* BEGIN Article *
Item 3.  Source and Amount of Funds or Other Consideration

Holdings purchased 2,000,000 shares of Common Stock in exchange for $3,000,000 pursuant to a securities purchase agreement between Holdings and the Issuer, as set forth in a Current Report on Form 8-K filed by the Issuer on April 19, 2018.  General Partner is the sole general partner of Holdings.  LaRose is the president of General Partner. Holdings used partnership funds and Mr. LaRose’s personal funds to purchase the shares of Common Stock.

Item 4.  Purpose of Transaction

The Reporting Persons hold the shares of Common Stock of the Issuer as reported herein for the purpose of investment.   

The Reporting Persons may, from time to time and for their own account, increase or decrease their beneficial ownership of Common Stock or other securities of the Company. None of the Reporting Persons has reached any decision with respect to any such possible actions.  If the Reporting Persons do, either collectively or individually, increase or decrease the beneficial ownership of Common Stock or other securities of the Company, he/it/they will timely file an appropriate amendment to this Schedule 13D.  Other than as described in this Schedule 13D, and other than LaRose’s service as a director of the Company, none of the Reporting Persons has any plans or proposals which relate or would result in:

(a)The acquisition by any person of additional securities of the Company, or the disposition of securities of the Company; 

CUSIP No. 865634 109

 

(b)An extraordinary corporate transaction, such as a merger, reorganization or liquidation involving the Company or any of its subsidiaries;   

 

(c)A sale or transfer of a material amount of assets of the Company or any of its subsidiaries; 

 

(d)Any change in the present Board of Directors or management of the Company, including any plans or proposals to change the number or term of directors or to fill any vacancies on the Board of Directors of the Company;  

 

(e)Any material change in the present capitalization or dividend policy of the Company; 

 

(f)Any other material change in the Company's business or corporate structure; 

 

(g)Changes in the Company's charter, by-laws, or instruments corresponding thereto or any actions which may impede the acquisition or control of the Company by any person;  

 

(h)Causing a class of securities of the Company to be delisted from a national securities exchange or to cease to be authorized to be quoted in an inter-dealer quotation system of a registered national securities association;  

 

(i)A class of equity securities of the Company becoming eligible for termination of registration pursuant to Section 12(g)(4) of the Act; or  

 

(j)Any action similar to any of those enumerated above.
* END Article *
* BEGIN Extracted information *
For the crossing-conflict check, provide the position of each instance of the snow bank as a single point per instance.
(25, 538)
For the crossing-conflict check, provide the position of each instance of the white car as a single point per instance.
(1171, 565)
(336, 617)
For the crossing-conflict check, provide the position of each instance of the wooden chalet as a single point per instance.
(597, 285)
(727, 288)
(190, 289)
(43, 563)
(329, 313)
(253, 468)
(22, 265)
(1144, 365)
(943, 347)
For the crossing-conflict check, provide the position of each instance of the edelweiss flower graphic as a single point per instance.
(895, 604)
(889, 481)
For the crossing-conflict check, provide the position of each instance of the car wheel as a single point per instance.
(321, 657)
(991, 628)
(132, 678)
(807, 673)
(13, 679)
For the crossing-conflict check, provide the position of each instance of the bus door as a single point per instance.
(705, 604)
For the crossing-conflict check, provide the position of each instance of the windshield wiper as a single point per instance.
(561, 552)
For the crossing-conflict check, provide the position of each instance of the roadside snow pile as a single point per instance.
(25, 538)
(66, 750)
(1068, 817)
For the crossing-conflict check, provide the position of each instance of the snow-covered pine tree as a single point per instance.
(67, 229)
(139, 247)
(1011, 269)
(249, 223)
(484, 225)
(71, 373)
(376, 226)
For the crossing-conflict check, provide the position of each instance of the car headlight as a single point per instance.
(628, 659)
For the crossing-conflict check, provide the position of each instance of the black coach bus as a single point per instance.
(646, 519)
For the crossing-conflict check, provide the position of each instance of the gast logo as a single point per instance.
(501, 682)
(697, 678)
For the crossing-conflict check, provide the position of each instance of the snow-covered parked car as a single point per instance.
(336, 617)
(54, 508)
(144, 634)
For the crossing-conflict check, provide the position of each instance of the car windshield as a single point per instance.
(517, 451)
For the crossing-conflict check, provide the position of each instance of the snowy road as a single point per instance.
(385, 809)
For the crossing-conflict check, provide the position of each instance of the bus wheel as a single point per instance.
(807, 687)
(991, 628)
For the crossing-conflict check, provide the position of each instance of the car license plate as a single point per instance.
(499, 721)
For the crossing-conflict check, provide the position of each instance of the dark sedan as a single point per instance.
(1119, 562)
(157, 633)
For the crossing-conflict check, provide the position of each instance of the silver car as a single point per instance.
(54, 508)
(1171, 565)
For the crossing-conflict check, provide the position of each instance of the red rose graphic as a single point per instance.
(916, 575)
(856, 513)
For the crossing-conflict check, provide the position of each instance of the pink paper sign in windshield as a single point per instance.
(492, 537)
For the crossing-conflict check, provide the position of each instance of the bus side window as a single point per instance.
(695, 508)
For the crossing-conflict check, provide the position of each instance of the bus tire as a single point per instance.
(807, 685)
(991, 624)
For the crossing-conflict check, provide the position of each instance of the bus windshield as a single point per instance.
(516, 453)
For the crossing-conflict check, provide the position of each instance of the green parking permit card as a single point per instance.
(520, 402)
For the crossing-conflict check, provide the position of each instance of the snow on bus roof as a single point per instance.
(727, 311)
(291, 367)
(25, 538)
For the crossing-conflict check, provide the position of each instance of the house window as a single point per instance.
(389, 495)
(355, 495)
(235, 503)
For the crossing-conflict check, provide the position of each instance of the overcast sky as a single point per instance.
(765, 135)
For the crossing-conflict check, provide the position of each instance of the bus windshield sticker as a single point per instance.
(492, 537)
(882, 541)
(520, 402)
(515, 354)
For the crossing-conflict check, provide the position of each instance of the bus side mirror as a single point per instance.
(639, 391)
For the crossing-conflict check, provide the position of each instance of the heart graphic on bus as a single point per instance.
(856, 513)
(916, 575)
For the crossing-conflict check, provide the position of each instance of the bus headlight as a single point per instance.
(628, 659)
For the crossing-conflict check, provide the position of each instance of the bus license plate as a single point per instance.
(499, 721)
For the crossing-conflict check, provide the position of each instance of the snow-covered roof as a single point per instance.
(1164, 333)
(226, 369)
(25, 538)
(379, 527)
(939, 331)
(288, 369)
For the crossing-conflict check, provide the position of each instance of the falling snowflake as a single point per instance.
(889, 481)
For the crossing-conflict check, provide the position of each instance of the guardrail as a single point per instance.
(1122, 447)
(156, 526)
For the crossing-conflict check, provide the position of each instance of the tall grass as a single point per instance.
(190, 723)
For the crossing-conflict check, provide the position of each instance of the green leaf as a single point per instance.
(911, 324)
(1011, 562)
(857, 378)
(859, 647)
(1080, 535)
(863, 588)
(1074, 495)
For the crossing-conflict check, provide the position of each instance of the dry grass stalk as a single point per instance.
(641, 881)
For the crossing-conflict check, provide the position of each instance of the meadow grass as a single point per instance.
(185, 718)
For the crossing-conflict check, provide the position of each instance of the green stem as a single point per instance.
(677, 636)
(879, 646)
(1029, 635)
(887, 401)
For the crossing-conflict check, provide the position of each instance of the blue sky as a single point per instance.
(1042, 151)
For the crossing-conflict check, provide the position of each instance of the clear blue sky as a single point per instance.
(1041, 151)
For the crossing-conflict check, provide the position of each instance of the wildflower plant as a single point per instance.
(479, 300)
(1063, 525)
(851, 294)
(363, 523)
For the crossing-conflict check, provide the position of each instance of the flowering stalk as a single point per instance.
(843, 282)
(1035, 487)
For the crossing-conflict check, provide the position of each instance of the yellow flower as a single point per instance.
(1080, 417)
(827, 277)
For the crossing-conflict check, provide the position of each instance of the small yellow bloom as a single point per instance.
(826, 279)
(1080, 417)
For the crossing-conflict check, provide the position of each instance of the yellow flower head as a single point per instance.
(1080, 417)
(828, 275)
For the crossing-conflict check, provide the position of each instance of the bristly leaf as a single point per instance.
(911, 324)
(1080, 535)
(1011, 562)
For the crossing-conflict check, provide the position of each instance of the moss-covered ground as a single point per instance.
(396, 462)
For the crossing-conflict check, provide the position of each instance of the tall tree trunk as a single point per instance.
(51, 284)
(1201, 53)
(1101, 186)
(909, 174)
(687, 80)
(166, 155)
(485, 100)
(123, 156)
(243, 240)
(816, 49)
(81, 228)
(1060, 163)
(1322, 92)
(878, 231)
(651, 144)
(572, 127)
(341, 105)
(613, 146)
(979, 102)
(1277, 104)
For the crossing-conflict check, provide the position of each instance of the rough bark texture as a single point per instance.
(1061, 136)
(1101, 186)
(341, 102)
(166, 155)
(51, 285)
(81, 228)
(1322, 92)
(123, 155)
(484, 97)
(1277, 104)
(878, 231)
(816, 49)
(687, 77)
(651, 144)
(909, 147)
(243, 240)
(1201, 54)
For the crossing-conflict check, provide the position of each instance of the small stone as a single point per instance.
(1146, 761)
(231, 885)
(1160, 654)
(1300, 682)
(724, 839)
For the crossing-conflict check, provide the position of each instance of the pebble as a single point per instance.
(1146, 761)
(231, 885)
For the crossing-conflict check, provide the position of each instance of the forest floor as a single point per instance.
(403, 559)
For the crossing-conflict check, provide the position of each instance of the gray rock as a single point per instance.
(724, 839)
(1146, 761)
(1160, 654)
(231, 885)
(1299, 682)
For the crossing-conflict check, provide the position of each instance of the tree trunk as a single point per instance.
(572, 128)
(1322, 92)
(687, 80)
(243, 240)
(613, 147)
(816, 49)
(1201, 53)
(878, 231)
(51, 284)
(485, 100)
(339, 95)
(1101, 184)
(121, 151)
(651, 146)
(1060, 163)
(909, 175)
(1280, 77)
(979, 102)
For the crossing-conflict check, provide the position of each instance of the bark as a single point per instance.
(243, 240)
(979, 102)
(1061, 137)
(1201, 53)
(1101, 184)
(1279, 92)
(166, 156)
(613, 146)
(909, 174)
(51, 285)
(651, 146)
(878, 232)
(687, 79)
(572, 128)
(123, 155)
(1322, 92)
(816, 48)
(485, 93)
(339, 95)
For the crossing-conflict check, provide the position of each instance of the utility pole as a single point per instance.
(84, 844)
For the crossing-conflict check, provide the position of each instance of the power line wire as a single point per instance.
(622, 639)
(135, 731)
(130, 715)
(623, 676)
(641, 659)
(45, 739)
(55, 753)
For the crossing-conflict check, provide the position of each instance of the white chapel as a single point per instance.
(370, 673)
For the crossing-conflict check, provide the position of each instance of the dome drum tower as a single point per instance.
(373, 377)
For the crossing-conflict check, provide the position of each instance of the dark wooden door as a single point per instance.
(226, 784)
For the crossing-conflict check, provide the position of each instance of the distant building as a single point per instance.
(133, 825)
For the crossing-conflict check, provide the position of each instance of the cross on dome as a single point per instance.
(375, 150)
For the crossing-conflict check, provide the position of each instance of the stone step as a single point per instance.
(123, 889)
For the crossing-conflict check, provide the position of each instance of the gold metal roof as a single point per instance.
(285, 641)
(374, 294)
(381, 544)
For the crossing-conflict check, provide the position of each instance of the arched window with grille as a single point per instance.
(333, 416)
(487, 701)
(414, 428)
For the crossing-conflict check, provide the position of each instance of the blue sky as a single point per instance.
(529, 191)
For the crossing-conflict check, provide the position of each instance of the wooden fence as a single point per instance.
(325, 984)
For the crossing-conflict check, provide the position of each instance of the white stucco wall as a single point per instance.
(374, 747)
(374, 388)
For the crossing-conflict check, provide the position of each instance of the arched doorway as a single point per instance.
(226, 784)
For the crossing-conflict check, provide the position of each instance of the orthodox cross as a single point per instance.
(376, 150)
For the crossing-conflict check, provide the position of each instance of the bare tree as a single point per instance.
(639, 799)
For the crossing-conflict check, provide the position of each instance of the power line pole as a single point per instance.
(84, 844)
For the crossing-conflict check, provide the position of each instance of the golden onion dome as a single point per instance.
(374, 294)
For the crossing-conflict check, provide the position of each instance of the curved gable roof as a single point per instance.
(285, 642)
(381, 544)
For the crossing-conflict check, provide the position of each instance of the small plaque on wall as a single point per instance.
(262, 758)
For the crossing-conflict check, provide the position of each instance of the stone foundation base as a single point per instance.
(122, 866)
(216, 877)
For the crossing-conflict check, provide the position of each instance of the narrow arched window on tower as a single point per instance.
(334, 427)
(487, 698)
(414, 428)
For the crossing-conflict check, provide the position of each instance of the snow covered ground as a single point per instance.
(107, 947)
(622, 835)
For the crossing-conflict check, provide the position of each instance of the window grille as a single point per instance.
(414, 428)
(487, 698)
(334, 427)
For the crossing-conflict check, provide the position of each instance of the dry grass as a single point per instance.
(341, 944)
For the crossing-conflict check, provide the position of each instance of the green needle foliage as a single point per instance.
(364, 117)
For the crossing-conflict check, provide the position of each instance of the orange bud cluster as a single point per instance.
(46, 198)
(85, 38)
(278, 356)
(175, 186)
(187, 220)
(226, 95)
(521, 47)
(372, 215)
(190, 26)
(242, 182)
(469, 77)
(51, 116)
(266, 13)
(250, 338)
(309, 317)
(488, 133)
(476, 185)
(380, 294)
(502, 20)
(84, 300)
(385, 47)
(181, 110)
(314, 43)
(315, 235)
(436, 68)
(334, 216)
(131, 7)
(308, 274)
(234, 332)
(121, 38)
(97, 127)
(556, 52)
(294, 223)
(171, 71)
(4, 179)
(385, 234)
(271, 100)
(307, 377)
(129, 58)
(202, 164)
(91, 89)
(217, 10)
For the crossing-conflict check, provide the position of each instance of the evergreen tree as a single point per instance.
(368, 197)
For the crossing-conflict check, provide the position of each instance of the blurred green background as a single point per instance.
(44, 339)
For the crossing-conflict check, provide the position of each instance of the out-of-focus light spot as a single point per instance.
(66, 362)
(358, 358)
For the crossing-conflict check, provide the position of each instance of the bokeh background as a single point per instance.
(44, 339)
* END Extracted information *
▶ **Tasks**
1. In the Schedule 13D excerpt, why do the Reporting Persons hold the shares of Common Stock? Answer in one to three sentences.
2. Write the next part of the Schedule 13D filing, picking up after its final listed item.

▶ **Final results**
1. The Reporting Persons hold the shares of Common Stock for the purpose of investment.

2.
 

Item 5.  Interest in Securities of the Issuer

(a)As of the date hereof, the Reporting Persons beneficially own 2,000,000 shares of the Issuer’s Common Stock representing approximately 7.4% of the outstanding shares of the Issuer’s Common Stock (based on the total amount of outstanding shares of Common Stock listed in the Issuer’s Form 10-K filed with the SEC on March 29, 2018, (25,055,833 shares), plus the 2,000,000 shares of the Issuer’s Common Stock issued to Holdings).   

(b)By virtue of his position as president of General Partner, LaRose has sole voting and sole dispositive power over the shares of Common Stock held of record by Holdings and reported in this Schedule 13D. No other person shares any voting or dispositive power of such shares.       

(c)Other than the transactions described in Item 3 above, the Reporting Persons have not been involved in any transactions involving the securities of the Company in the last 60 days. 

(d)No other persons are known that have the right to receive or the power to direct the receipt of dividends from, or the proceeds of sale of, such securities.  

(e)Not applicable. 

Item 6.  Contracts, Arrangements, Understandings or Relationships with Respect to Securities of the Issuer

No other contracts, arrangements, understandings or relationships are present than as otherwise disclosed in response to Items 2, 3, 4, and 5, above.  

 

Item 7. Material to Be Filed as Exhibits

The aforementioned securities purchase agreement was filed as Exhibit 10.1 to the Issuer’s Form 8-K filed with the SEC on April 19, 2018. The foregoing document is hereby incorporated by reference to this Schedule 13D. 

A Joint Filing Agreement by and between LaRose and Holdings is attached hereto as Exhibit A.

CUSIP No. 865634 109

SIGNATURES

 

After reasonable inquiry and to the best of my knowledge and belief, each of the undersigned certifies that the information set forth in this statement is true, complete and correct. 

 

 

 

 

Dated: April 23, 2018/s/ Albert LaRose, Jr. 

Albert LaRose, Jr. 

 

 

LaRose Holdings, LLLP 

 

By: LaRose Holdings Management, Inc. 

Its: General Partner 

 

/s/ Albert LaRose, Jr. 

By: Albert LaRose, Jr. 

Its: President 

 

 

The original statement shall be signed by each person on whose behalf the statement is filed or his authorized representative. If the statement is signed on behalf of a person by his authorized representative (other than an executive officer or general partner of the filing person), evidence of the representative's authority to sign on behalf of such person shall be filed with the statement: Provided, however, that a power of attorney for this purpose which is already on file with the Commission may be incorporated by reference. The name and any title of each person who signs the statement shall be typed or printed beneath his signature.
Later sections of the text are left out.